---------- Provided information

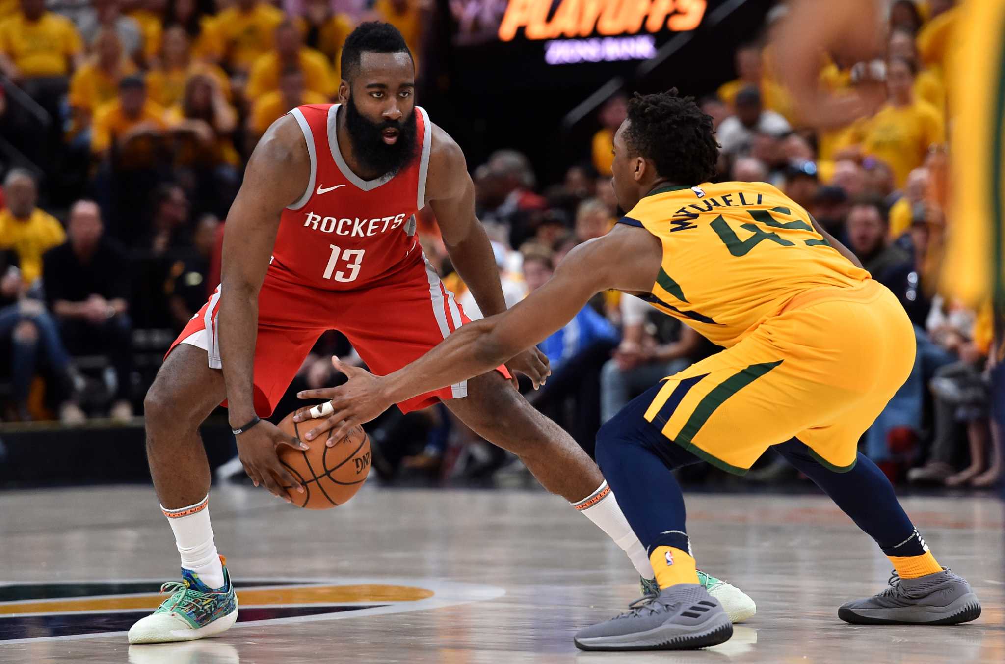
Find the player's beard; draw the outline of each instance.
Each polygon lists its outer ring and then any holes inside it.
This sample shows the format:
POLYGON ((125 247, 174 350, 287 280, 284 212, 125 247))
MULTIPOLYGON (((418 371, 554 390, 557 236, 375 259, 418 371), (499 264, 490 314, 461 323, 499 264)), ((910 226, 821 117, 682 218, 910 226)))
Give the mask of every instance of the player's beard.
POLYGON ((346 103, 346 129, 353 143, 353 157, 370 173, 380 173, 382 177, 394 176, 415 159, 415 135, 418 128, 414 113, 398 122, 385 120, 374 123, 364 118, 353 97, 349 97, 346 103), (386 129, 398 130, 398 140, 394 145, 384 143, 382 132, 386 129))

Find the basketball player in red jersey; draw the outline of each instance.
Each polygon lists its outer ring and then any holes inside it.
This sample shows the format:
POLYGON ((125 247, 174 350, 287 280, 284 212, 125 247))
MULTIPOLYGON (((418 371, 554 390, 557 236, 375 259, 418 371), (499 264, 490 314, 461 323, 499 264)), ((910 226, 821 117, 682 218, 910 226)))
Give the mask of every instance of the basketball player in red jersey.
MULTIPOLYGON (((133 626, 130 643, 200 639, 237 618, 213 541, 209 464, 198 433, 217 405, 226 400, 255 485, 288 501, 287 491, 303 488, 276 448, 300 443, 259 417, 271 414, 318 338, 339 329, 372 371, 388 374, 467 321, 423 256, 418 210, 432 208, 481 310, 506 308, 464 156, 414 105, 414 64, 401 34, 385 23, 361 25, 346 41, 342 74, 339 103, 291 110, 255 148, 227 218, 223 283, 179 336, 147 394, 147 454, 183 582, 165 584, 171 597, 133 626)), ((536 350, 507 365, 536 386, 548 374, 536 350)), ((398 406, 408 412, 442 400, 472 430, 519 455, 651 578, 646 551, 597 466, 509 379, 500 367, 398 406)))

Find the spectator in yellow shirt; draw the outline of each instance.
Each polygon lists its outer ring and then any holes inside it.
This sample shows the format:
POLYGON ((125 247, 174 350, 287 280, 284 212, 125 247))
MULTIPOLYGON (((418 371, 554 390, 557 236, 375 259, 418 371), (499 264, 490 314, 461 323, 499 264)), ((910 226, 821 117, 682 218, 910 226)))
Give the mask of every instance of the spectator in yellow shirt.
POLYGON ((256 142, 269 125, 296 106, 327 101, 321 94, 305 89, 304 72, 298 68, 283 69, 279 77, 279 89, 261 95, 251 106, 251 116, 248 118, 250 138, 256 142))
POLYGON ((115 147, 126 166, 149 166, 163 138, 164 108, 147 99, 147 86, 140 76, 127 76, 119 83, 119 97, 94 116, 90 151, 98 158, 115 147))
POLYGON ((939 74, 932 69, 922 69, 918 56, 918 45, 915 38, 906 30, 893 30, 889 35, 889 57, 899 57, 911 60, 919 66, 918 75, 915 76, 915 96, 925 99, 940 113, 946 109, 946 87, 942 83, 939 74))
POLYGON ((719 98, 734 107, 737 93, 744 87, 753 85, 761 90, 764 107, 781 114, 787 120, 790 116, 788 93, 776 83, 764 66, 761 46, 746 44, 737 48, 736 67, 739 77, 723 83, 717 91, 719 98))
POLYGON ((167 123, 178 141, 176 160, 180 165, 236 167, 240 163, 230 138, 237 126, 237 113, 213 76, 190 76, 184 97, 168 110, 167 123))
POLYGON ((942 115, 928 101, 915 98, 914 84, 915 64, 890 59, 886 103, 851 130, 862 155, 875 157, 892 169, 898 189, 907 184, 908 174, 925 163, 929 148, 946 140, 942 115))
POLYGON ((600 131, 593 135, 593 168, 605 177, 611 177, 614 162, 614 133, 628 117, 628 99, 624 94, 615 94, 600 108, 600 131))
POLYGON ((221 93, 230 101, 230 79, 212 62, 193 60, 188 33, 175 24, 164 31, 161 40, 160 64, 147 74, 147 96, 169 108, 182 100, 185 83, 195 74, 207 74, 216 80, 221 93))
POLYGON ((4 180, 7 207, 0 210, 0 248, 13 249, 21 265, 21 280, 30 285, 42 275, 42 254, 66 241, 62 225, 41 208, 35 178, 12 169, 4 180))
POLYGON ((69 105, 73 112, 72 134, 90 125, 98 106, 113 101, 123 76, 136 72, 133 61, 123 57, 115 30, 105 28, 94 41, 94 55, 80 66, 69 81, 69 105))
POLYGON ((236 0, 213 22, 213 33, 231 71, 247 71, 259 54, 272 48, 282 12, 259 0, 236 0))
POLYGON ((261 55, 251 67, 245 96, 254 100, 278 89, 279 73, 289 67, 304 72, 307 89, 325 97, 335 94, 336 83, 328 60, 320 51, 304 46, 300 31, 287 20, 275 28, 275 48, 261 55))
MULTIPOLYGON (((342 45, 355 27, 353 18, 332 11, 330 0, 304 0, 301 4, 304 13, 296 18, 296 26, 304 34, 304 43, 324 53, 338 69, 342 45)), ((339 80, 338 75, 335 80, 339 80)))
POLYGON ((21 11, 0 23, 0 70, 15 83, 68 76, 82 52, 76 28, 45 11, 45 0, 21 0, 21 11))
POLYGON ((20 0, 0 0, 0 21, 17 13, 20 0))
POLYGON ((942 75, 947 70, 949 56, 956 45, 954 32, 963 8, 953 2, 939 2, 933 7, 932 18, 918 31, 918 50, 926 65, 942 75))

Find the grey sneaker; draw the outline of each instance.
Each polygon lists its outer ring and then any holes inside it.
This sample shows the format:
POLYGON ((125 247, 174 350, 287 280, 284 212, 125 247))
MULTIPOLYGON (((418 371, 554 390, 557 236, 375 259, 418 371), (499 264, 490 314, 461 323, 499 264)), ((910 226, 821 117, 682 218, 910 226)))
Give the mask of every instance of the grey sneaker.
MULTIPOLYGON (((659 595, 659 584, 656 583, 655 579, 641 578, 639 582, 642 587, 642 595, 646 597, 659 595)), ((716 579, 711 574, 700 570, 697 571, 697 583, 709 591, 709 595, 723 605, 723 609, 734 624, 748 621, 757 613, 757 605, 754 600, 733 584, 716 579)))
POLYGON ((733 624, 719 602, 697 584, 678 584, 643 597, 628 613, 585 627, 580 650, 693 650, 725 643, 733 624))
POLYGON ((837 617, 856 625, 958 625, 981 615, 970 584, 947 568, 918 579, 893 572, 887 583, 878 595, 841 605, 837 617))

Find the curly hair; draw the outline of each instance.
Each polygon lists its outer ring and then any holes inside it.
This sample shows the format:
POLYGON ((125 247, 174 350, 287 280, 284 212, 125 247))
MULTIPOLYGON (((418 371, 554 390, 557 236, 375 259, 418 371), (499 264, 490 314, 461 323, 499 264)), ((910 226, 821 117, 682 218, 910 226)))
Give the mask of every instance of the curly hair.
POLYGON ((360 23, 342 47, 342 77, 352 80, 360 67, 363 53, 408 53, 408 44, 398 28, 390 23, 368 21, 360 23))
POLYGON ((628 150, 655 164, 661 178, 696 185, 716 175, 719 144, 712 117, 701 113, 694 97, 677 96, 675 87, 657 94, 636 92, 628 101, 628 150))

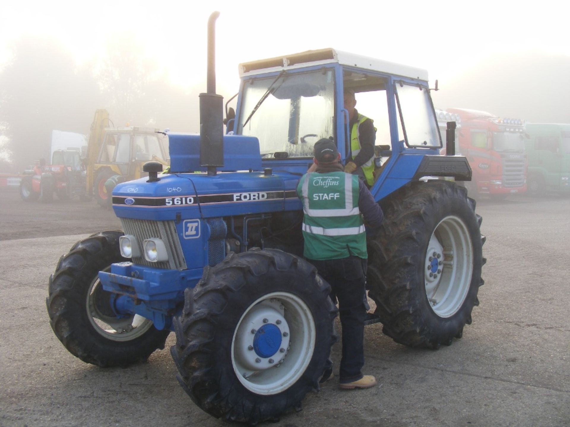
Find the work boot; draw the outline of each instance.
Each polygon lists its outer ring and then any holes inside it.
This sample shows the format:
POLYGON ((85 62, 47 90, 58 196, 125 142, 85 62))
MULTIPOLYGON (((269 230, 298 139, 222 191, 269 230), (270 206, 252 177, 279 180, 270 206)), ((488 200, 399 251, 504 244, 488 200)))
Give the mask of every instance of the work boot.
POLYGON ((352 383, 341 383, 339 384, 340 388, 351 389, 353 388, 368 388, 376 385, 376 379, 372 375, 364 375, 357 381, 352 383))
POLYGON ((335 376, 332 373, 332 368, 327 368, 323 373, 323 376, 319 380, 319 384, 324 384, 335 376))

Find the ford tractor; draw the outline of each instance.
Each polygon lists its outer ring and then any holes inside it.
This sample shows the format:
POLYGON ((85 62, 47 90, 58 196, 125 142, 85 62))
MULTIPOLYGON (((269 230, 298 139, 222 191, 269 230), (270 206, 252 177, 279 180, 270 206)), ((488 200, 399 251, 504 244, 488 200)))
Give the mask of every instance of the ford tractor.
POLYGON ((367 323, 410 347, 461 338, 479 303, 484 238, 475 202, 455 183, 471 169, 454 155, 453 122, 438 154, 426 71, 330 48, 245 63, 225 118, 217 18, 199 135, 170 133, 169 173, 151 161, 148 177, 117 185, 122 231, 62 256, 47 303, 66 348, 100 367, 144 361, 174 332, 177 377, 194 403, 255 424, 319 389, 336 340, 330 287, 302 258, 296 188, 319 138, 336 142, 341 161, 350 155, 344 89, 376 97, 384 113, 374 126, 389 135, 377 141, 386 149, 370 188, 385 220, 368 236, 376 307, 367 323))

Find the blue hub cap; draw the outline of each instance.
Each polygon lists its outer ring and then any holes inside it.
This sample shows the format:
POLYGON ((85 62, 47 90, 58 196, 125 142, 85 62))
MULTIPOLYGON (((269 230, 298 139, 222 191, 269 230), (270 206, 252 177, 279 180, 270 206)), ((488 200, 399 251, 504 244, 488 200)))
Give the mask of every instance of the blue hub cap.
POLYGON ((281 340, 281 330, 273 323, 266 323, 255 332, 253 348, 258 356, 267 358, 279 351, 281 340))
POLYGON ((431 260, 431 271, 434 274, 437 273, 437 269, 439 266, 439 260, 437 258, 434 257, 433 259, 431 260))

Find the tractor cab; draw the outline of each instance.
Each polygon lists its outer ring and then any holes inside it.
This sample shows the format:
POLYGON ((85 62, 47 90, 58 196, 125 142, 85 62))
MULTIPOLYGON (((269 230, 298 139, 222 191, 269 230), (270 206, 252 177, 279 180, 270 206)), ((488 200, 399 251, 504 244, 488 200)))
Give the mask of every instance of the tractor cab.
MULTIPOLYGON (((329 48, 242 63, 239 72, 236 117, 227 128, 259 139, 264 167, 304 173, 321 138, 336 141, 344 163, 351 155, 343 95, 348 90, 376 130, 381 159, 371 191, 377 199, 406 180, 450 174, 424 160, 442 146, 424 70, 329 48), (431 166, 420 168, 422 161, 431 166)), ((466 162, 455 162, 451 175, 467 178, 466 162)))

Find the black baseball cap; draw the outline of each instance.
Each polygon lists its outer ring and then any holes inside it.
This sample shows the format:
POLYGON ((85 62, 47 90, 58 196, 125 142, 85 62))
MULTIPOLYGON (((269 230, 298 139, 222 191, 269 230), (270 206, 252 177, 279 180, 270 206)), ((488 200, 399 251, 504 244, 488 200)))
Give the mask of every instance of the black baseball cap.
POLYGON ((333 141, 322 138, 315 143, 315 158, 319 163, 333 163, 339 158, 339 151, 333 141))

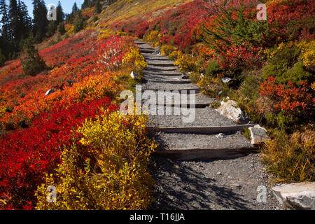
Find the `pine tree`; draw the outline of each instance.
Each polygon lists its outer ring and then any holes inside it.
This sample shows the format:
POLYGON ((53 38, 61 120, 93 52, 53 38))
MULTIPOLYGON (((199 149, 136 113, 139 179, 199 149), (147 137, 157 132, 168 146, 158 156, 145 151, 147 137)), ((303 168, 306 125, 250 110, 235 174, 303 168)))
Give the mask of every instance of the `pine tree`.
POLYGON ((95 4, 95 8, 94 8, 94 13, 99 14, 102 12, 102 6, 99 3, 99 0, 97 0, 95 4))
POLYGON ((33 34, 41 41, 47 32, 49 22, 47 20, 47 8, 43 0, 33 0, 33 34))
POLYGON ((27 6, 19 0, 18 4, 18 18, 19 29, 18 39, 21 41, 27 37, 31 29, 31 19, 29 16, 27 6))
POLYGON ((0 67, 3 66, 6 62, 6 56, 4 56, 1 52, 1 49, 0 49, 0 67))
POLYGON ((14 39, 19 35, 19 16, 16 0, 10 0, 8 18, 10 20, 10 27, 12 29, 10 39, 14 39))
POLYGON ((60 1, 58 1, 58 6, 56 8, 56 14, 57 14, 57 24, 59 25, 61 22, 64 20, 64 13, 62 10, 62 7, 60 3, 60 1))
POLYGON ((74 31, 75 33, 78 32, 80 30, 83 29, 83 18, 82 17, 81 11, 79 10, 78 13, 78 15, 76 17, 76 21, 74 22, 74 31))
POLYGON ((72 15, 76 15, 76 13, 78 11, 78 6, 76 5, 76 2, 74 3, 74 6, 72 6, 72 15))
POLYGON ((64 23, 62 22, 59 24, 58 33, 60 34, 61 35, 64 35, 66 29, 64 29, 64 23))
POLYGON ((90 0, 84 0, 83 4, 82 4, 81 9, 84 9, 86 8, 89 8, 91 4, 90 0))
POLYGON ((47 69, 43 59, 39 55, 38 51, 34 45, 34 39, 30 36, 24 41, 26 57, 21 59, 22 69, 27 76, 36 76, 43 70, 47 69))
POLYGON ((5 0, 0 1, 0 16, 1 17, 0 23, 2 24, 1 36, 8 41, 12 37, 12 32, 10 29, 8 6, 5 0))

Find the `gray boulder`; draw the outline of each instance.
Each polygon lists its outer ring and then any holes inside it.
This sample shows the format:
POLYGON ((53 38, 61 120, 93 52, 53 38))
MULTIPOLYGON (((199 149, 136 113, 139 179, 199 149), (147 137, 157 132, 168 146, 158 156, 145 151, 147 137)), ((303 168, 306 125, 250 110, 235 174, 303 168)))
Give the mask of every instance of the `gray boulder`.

--------------------

Aim ▸ Copy out the records above word for word, from the line containing "Find the work" through the line containing "POLYGON ((367 323, 410", with both of those lines included.

Answer to this task ▸
Find the work boot; draw the outline of each instance.
Each polygon lists its outer ring and then any holes inside it.
This sample shows the format:
POLYGON ((85 62, 47 90, 58 196, 125 142, 85 62))
MULTIPOLYGON (((269 230, 298 139, 222 191, 269 230), (270 206, 252 177, 279 180, 270 206)), ((488 200, 399 251, 504 244, 488 200)))
Give the mask of every instance of the work boot.
POLYGON ((352 383, 341 383, 339 384, 340 388, 351 389, 353 388, 368 388, 376 385, 376 379, 372 375, 364 375, 357 381, 352 383))
POLYGON ((335 376, 332 373, 332 368, 327 368, 323 373, 323 376, 319 380, 319 384, 324 384, 335 376))

Find the ford tractor; draw the outline of each instance.
Each polygon lists its outer ring and then any holes inside it.
This sample shows the format:
POLYGON ((85 62, 47 90, 58 196, 125 142, 85 62))
MULTIPOLYGON (((269 230, 298 139, 222 191, 269 230), (270 206, 252 177, 279 180, 270 206)), ((488 200, 399 251, 504 244, 488 200)))
Give the mask of every instance of the ford tractor.
POLYGON ((367 323, 410 347, 461 338, 479 303, 484 238, 475 202, 455 183, 471 169, 454 155, 453 122, 438 154, 426 71, 330 48, 245 63, 225 118, 217 18, 199 135, 170 133, 169 173, 151 161, 148 177, 117 185, 122 231, 62 256, 47 303, 66 348, 100 367, 144 361, 174 332, 177 377, 194 403, 255 424, 319 389, 336 340, 330 287, 302 258, 296 188, 319 138, 336 142, 341 161, 350 155, 344 89, 376 97, 384 113, 374 126, 389 135, 377 141, 386 149, 370 188, 385 220, 368 236, 376 307, 367 323))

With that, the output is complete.